### EXERCISE
Write out all of this data again line for line, with no changes.

### Stored dataset items

— BEGIN —

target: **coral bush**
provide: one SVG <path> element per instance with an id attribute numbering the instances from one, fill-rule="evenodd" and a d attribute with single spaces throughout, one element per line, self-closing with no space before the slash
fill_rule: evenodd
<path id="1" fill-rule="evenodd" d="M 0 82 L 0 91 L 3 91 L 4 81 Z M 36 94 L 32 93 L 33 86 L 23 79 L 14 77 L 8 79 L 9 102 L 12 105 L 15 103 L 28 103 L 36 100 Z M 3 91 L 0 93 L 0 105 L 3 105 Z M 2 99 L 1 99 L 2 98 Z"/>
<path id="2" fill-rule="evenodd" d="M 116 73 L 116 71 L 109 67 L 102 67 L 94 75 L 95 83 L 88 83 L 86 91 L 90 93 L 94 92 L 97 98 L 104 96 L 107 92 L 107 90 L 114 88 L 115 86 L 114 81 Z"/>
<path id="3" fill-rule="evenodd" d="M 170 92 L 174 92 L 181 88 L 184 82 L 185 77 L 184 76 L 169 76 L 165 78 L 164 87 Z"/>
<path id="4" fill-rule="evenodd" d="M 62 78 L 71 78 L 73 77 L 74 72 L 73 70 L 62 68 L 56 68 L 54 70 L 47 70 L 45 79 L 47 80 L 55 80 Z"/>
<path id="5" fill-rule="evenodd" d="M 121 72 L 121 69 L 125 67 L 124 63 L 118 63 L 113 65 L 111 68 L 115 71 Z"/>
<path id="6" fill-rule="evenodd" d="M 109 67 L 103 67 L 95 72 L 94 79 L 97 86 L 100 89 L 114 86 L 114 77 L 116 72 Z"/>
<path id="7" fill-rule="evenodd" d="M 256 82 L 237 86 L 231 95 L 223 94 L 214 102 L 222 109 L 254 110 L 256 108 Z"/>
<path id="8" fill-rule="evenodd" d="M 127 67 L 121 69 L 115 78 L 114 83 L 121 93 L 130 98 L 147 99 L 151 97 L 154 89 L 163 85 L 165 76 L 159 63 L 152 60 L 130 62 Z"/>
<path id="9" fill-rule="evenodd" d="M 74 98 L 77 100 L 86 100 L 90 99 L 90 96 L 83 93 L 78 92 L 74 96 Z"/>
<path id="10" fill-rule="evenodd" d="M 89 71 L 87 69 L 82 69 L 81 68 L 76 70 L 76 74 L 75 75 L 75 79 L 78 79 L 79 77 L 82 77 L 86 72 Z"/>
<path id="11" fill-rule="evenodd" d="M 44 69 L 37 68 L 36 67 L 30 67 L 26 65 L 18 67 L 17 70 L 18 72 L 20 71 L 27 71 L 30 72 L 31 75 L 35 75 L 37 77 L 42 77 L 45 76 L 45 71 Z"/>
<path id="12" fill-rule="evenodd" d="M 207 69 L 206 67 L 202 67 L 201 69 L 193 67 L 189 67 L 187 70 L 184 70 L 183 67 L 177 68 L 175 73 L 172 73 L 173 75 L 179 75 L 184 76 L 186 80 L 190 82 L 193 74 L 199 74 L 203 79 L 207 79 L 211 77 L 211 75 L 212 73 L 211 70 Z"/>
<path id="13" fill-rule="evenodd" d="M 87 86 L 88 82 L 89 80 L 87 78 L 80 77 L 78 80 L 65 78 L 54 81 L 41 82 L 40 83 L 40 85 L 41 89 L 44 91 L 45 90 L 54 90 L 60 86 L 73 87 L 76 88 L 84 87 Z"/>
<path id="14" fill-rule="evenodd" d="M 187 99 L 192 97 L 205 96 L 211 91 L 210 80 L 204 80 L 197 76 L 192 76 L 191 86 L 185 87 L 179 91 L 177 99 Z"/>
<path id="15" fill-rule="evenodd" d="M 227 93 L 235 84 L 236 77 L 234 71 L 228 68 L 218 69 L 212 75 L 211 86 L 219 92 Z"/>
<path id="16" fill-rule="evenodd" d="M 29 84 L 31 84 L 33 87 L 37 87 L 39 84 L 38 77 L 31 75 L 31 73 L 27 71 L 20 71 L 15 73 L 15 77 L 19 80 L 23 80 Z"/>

— END —

### FINISHED ANSWER
target: **coral bush**
provide: one SVG <path> element per instance with an id attribute numbering the instances from one, fill-rule="evenodd" and a d attribute with single spaces throughout, one element per line, self-closing with no space before the slash
fill_rule: evenodd
<path id="1" fill-rule="evenodd" d="M 0 82 L 0 91 L 3 91 L 4 81 Z M 36 94 L 32 93 L 33 86 L 23 79 L 14 77 L 8 79 L 9 102 L 12 105 L 15 103 L 28 103 L 36 100 Z M 3 91 L 0 93 L 0 105 L 3 105 Z M 2 99 L 1 99 L 2 98 Z"/>
<path id="2" fill-rule="evenodd" d="M 116 73 L 116 71 L 109 67 L 102 67 L 94 75 L 95 83 L 88 83 L 86 91 L 90 93 L 94 92 L 97 98 L 104 96 L 107 92 L 107 90 L 114 88 L 115 86 L 114 81 Z"/>
<path id="3" fill-rule="evenodd" d="M 170 92 L 174 92 L 181 88 L 184 82 L 185 77 L 184 76 L 169 76 L 165 78 L 164 87 Z"/>
<path id="4" fill-rule="evenodd" d="M 62 78 L 71 78 L 73 77 L 74 72 L 73 70 L 62 68 L 56 68 L 54 70 L 47 70 L 45 79 L 47 80 L 55 80 Z"/>
<path id="5" fill-rule="evenodd" d="M 121 72 L 121 69 L 125 67 L 124 63 L 118 63 L 113 65 L 111 68 L 115 71 Z"/>
<path id="6" fill-rule="evenodd" d="M 109 67 L 103 67 L 95 72 L 94 79 L 97 86 L 100 89 L 114 86 L 114 77 L 116 72 Z"/>
<path id="7" fill-rule="evenodd" d="M 256 82 L 237 86 L 231 95 L 223 94 L 214 102 L 222 109 L 254 110 L 256 108 Z"/>
<path id="8" fill-rule="evenodd" d="M 127 67 L 121 69 L 115 78 L 114 83 L 121 93 L 130 98 L 147 99 L 151 97 L 154 89 L 163 85 L 165 76 L 159 63 L 152 60 L 130 62 Z"/>
<path id="9" fill-rule="evenodd" d="M 74 98 L 77 100 L 86 100 L 90 99 L 90 96 L 83 93 L 78 92 L 74 96 Z"/>
<path id="10" fill-rule="evenodd" d="M 89 71 L 87 69 L 82 69 L 81 68 L 76 70 L 76 74 L 75 75 L 75 79 L 78 79 L 79 77 L 82 77 L 86 72 Z"/>
<path id="11" fill-rule="evenodd" d="M 44 69 L 37 68 L 36 67 L 30 67 L 26 65 L 18 67 L 17 70 L 18 72 L 20 71 L 27 71 L 30 72 L 31 75 L 35 75 L 37 77 L 42 77 L 45 76 L 45 71 Z"/>
<path id="12" fill-rule="evenodd" d="M 207 69 L 206 67 L 202 67 L 201 69 L 193 67 L 189 67 L 187 70 L 184 70 L 183 67 L 177 68 L 175 73 L 172 73 L 173 75 L 179 75 L 184 76 L 186 80 L 190 82 L 193 74 L 199 74 L 203 79 L 207 79 L 211 77 L 211 75 L 212 73 L 211 70 Z"/>
<path id="13" fill-rule="evenodd" d="M 87 86 L 88 82 L 89 80 L 87 78 L 80 77 L 78 80 L 65 78 L 54 81 L 41 82 L 40 83 L 40 85 L 41 89 L 44 91 L 45 90 L 54 90 L 60 86 L 73 87 L 76 88 L 84 87 Z"/>
<path id="14" fill-rule="evenodd" d="M 187 99 L 192 97 L 205 96 L 211 91 L 210 80 L 204 80 L 197 76 L 192 76 L 191 86 L 185 87 L 179 91 L 177 99 Z"/>
<path id="15" fill-rule="evenodd" d="M 227 93 L 235 84 L 236 77 L 234 71 L 228 68 L 218 69 L 212 75 L 211 86 L 219 92 Z"/>
<path id="16" fill-rule="evenodd" d="M 29 84 L 31 84 L 33 87 L 37 87 L 39 84 L 38 77 L 31 75 L 31 73 L 27 71 L 20 71 L 15 73 L 15 77 L 19 80 L 23 80 Z"/>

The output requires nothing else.